**Objective**
Rewrite the material below with every "one marker per instance" changed to "a single marker per instance" and all other text left as is.

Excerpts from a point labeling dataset
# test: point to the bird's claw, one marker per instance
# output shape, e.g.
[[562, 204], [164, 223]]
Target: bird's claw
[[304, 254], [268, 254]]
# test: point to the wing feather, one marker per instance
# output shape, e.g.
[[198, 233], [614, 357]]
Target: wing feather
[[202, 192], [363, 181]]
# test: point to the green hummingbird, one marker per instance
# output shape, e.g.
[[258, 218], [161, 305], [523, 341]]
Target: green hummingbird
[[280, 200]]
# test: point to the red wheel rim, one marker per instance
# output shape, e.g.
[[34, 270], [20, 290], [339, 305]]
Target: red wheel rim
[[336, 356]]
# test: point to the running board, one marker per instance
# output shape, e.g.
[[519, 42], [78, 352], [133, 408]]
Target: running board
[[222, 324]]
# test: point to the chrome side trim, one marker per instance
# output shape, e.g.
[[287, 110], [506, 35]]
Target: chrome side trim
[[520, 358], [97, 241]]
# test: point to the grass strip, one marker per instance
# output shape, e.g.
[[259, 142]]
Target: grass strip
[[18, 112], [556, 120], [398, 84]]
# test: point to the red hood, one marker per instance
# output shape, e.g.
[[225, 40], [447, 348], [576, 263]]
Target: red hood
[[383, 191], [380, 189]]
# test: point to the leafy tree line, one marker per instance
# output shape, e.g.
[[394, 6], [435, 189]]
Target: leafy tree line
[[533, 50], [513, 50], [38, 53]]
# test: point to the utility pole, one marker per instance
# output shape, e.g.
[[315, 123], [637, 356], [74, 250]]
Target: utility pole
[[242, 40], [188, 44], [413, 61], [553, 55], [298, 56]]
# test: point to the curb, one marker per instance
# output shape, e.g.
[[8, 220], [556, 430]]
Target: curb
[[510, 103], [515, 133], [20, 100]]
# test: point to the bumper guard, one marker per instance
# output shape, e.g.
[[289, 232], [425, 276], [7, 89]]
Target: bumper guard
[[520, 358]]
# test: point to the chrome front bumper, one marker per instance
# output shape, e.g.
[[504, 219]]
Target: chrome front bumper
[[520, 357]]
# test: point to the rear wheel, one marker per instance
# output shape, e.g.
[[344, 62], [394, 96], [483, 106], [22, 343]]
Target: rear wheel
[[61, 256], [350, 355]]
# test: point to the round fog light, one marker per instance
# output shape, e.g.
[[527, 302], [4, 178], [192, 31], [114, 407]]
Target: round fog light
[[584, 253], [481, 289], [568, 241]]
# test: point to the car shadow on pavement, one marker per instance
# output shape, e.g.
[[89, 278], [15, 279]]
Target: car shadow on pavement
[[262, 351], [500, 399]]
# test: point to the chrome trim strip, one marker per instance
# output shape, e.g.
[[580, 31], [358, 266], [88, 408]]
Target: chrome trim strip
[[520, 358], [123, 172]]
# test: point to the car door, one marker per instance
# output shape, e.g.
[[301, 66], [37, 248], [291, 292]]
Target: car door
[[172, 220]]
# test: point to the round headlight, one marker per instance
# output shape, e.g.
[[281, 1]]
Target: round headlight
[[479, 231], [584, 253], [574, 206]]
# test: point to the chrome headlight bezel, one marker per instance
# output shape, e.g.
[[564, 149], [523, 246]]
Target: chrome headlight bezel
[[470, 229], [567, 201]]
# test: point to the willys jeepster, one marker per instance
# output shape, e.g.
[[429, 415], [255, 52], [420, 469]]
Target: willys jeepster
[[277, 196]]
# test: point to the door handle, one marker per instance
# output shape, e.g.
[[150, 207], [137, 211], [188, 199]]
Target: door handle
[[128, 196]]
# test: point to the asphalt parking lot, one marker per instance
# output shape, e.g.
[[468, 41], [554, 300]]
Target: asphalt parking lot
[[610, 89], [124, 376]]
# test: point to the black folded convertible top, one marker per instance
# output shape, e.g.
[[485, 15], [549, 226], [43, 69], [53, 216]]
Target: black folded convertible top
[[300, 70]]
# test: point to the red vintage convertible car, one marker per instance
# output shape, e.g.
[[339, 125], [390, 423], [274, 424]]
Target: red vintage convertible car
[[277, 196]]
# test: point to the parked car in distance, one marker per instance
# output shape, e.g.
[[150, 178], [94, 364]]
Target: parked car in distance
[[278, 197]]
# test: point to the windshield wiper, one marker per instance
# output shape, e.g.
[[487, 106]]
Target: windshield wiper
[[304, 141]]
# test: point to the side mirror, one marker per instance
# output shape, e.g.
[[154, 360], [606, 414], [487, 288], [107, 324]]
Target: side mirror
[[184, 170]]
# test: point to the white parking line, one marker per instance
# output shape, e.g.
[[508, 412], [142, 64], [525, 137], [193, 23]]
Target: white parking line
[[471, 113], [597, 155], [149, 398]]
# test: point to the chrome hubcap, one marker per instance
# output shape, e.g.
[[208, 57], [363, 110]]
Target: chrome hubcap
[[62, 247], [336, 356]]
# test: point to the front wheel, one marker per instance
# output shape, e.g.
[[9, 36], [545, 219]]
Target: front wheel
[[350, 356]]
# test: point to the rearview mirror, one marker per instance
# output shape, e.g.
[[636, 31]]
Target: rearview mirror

**Worked answer**
# test: point to the bird's claw, a single marker per instance
# output shape, e.g.
[[562, 204], [164, 223]]
Target: bird's claw
[[304, 254], [268, 254]]
# test: point to the wing feather, a single marker per instance
# output shape, e.g.
[[198, 233], [614, 357]]
Target: wing feather
[[202, 192], [363, 181]]
# test: point to the green hummingbird, a single marker per instance
# output shape, e.g.
[[258, 218], [161, 305], [523, 341]]
Target: green hummingbird
[[280, 200]]
# test: point to the red wheel rim, a single marker per instance
# output shape, e.g.
[[34, 270], [20, 290], [339, 305]]
Target: red wheel rim
[[336, 356]]
# test: point to the running board, a single marker per instance
# output shape, e.g.
[[519, 42], [78, 352], [133, 408]]
Target: running board
[[222, 324]]
# test: point to the chrome side trim, a single marker per instance
# output shape, e.g.
[[287, 110], [506, 35]]
Target: chrome side trim
[[520, 358], [97, 241]]
# test: point to the grass strip, a single marker per instance
# output shape, e.g.
[[259, 142]]
Target: grass strip
[[18, 112], [556, 120], [398, 84]]
# test: point to the red hood, a single marker per instance
# output shape, e.g.
[[225, 40], [447, 348], [576, 263]]
Target: red hood
[[383, 191], [380, 189]]
# test: point to the leafy tree line, a single marker per instance
# output shape, e.g.
[[394, 6], [435, 189]]
Target: leafy tree line
[[533, 50], [513, 50], [38, 53]]
# test: point to the utility pole, a single marker per instance
# output shape, e.g.
[[315, 123], [637, 356], [74, 250]]
Target: utility pole
[[242, 40], [188, 44], [413, 61], [553, 55], [298, 56]]
# test: point to the curb, a single marker per instance
# output shape, e.g.
[[8, 220], [556, 430]]
Target: curb
[[510, 103], [515, 133], [20, 100]]
# test: point to the bumper guard, a single marker per instance
# output shape, e.g.
[[289, 232], [425, 276], [7, 89]]
Target: bumper guard
[[520, 358]]
# test: point to the chrome front bumper, a single marker per instance
# output shape, e.g.
[[504, 219]]
Target: chrome front bumper
[[520, 357]]
# test: point to the rear wheel, a single marker per instance
# output shape, e.g.
[[344, 62], [394, 96], [483, 106], [22, 343]]
Target: rear wheel
[[61, 256], [350, 355]]
# test: point to the round fog light, a single marker per instance
# output shape, e.g.
[[527, 302], [4, 178], [192, 31], [114, 407]]
Target: round fog light
[[584, 253], [481, 289], [568, 241]]
# test: point to the car shadow on pavement, a single marker per instance
# output shape, e.g.
[[89, 278], [15, 279]]
Target: car shadow on pavement
[[262, 351], [500, 399]]
# test: point to the chrome trim strip, a single marker per instance
# output shape, e.g.
[[580, 31], [358, 266], [88, 408]]
Target: chrome trim strip
[[520, 358], [123, 172]]
# test: point to the car door, a single marker per instance
# output shape, e.g.
[[301, 66], [37, 248], [291, 292]]
Target: car door
[[172, 220]]
# test: point to the round headlight, a single marker per instance
# output shape, e.g.
[[281, 1]]
Target: round headlight
[[479, 231], [584, 253], [574, 206]]
# test: point to the chrome headlight bezel, a single marker per instance
# output shape, e.g.
[[564, 149], [523, 246]]
Target: chrome headlight bezel
[[470, 229], [567, 201]]
# test: point to the willys jeepster, a single marker per instance
# output shape, e.g.
[[429, 415], [255, 52], [420, 469]]
Target: willys jeepster
[[277, 196]]
# test: point to the door handle, a single marker per instance
# output shape, e.g.
[[150, 207], [137, 211], [188, 199]]
Target: door handle
[[128, 196]]
# test: point to the asphalt parking lot, a single marker per instance
# output shape, e.g.
[[468, 41], [554, 300]]
Target: asphalt parking lot
[[610, 89], [124, 376]]
# test: point to the black folded convertible top, a single marker per instance
# output shape, e.g.
[[485, 15], [549, 226], [43, 69], [53, 216]]
Target: black folded convertible top
[[300, 70]]
# test: point to the red vintage convertible car, a single marker per instance
# output shape, e.g.
[[339, 125], [390, 423], [274, 424]]
Target: red vintage convertible car
[[277, 196]]
# test: point to the parked car in distance, a single marker per instance
# output shape, e.g.
[[150, 178], [94, 364]]
Target: parked car in distance
[[278, 197]]
# test: point to the windshield wiper, a single marker per instance
# output shape, e.g.
[[487, 106]]
Target: windshield wiper
[[304, 141]]
# test: point to the side mirror, a single marker per instance
# output shape, e.g.
[[154, 360], [606, 414], [487, 288], [107, 324]]
Target: side mirror
[[184, 170]]
# test: point to the white parking line, a single marker per instance
# output shape, e.g.
[[508, 412], [142, 64], [525, 137], [193, 23]]
Target: white parking line
[[471, 113], [597, 155], [149, 398]]
# test: point to the chrome hubcap, a single marker per instance
# output shape, e.g.
[[208, 57], [363, 110]]
Target: chrome hubcap
[[62, 247], [336, 356]]
# test: point to the front wheel, a single marker per instance
# output shape, e.g.
[[9, 36], [545, 219]]
Target: front wheel
[[350, 356]]
# test: point to the rearview mirror, a single marker per instance
# output shape, e.g.
[[636, 31]]
Target: rearview mirror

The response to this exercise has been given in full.